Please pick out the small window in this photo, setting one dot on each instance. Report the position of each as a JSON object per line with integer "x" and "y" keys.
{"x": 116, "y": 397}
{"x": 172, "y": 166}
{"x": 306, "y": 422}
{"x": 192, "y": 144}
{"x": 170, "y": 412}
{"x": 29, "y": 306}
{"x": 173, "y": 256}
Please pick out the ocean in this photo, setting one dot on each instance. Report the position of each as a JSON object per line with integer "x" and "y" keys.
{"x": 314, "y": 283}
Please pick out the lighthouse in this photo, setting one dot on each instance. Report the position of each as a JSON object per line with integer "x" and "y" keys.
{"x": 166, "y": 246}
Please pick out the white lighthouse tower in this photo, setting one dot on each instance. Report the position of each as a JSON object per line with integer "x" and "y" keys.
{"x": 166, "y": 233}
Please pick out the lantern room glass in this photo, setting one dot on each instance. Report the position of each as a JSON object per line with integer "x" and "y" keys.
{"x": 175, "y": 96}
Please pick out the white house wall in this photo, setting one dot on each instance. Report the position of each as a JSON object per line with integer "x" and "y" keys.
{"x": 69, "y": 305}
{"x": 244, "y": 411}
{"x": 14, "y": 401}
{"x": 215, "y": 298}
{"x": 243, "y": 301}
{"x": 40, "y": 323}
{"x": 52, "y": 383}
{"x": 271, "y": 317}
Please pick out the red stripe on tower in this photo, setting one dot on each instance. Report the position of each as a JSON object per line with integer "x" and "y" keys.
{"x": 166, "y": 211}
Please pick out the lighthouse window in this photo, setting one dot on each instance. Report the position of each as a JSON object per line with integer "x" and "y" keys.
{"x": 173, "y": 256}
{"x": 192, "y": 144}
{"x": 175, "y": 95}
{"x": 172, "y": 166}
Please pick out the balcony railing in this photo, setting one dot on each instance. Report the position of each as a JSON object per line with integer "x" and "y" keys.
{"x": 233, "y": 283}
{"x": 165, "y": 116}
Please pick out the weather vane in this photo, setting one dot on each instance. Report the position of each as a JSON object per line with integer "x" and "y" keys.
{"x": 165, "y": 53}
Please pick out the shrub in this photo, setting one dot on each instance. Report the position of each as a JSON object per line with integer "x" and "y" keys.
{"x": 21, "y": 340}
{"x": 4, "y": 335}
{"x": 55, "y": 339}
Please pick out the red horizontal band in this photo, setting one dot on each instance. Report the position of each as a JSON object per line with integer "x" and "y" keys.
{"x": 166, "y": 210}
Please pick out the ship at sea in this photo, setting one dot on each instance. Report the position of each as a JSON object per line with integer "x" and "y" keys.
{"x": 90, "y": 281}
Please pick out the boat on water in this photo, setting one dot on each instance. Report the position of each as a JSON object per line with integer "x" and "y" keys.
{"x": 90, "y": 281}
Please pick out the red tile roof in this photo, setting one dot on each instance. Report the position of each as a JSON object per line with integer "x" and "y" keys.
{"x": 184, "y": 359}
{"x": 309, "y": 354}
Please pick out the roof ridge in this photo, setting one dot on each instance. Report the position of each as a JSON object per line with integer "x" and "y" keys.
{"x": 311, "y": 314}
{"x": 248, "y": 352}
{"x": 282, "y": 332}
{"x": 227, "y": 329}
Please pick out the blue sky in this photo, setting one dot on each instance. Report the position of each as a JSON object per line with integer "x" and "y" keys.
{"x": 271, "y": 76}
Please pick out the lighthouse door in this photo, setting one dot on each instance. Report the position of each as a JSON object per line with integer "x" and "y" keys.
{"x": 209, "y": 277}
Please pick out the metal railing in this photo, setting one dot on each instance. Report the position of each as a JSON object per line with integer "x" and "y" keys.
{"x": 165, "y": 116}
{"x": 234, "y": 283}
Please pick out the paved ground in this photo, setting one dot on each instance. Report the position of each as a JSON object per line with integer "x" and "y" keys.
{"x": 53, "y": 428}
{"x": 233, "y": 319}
+-------+
» **WHAT YOU NEED TO DO**
Extract the entries above verbatim.

» **RESULT OF THIS EXERCISE**
Please pick out the small window in this photo, setting one dot on each instance. Report the position of each as a JSON object per line with integer "x" and "y" keys.
{"x": 116, "y": 397}
{"x": 172, "y": 166}
{"x": 306, "y": 422}
{"x": 192, "y": 144}
{"x": 170, "y": 412}
{"x": 29, "y": 306}
{"x": 173, "y": 256}
Please pick out the ocean in this photo, setting one dot on each instance. Report the position of each as a JSON object per line with integer "x" and "y" keys.
{"x": 314, "y": 283}
Please pick out the lighthouse in this photo, setting one dot on each instance. Report the position of each as a JSON object per line with integer "x" and "y" keys.
{"x": 166, "y": 246}
Please pick out the white lighthouse tower in this photo, setting one dot on each instance. Report the position of each as a JSON object per line with integer "x" and "y" keys.
{"x": 166, "y": 233}
Please pick out the lantern room glass in this photo, setting one dot on each instance. Report the position of each as a JSON object per line with integer "x" and "y" keys.
{"x": 175, "y": 96}
Please pick out the white house wall in this photo, setting one dot on each instance. Report the position of each as a JSON object per line with integer "x" and "y" keys.
{"x": 69, "y": 305}
{"x": 244, "y": 411}
{"x": 14, "y": 401}
{"x": 215, "y": 298}
{"x": 243, "y": 301}
{"x": 40, "y": 323}
{"x": 52, "y": 383}
{"x": 271, "y": 317}
Please pick out the red stripe on tower in this photo, setting one dot on each instance. Report the position of each as a JSON object per line with integer "x" and "y" keys.
{"x": 166, "y": 211}
Please pick out the lighthouse window in this photo, setting one dot on each instance. Report the position of each as a JSON object per line with integer "x" and "y" keys.
{"x": 173, "y": 256}
{"x": 192, "y": 144}
{"x": 175, "y": 95}
{"x": 172, "y": 166}
Please pick out the balcony railing in this photo, setting one dot on each instance. Report the position of each as a JSON object per line with integer "x" and "y" keys.
{"x": 233, "y": 283}
{"x": 165, "y": 116}
Please pick out the weather vane in this photo, setting one dot on each instance. Report the position of each as a JSON object per line with integer "x" and "y" keys.
{"x": 165, "y": 53}
Please pick out the shrub in this photo, setting one dot on each instance. Report the position of each as a JSON object per line with integer "x" and "y" keys.
{"x": 21, "y": 340}
{"x": 4, "y": 335}
{"x": 55, "y": 339}
Please pick out the red horizontal band in this photo, setting one dot on each instance. Report the position of each as a JSON object per line with integer "x" and "y" keys.
{"x": 166, "y": 210}
Please pick out the ship at sea in this photo, setting one dot on each instance. Report the position of each as a JSON object per line with integer "x" and "y" keys.
{"x": 90, "y": 281}
Please pick out the boat on water in this photo, setting one dot on each instance. Report the position of each as a JSON object per line with integer "x" and "y" keys.
{"x": 90, "y": 281}
Please pick out the red tile roof in this photo, setting one dot on each instance. Report the position of each as a JSON object per line with integer "x" and "y" keys.
{"x": 184, "y": 359}
{"x": 309, "y": 354}
Please pick out the roof ridge in this photo, setting one dot on each instance. Report the position of each as a JSON object per line with integer "x" and "y" keys.
{"x": 311, "y": 314}
{"x": 248, "y": 352}
{"x": 282, "y": 332}
{"x": 227, "y": 329}
Please pick out the blue sky in this photo, setting one dot on each instance. Report the position of each as a JSON object per line with integer "x" and "y" keys.
{"x": 271, "y": 76}
Please pick out the lighthouse door in this photo, setting one dot on each instance. Report the position of each as a JSON object per line with integer "x" and "y" keys.
{"x": 209, "y": 277}
Please pick out the metal railing in this photo, setting one dot on each instance. Report the position of each as a JSON object per line with integer "x" and "y" keys.
{"x": 165, "y": 116}
{"x": 234, "y": 283}
Please pick out the paved ground in this photo, setting one dot on each instance. Report the position of each as a JSON object per line with integer "x" and "y" keys.
{"x": 53, "y": 428}
{"x": 233, "y": 319}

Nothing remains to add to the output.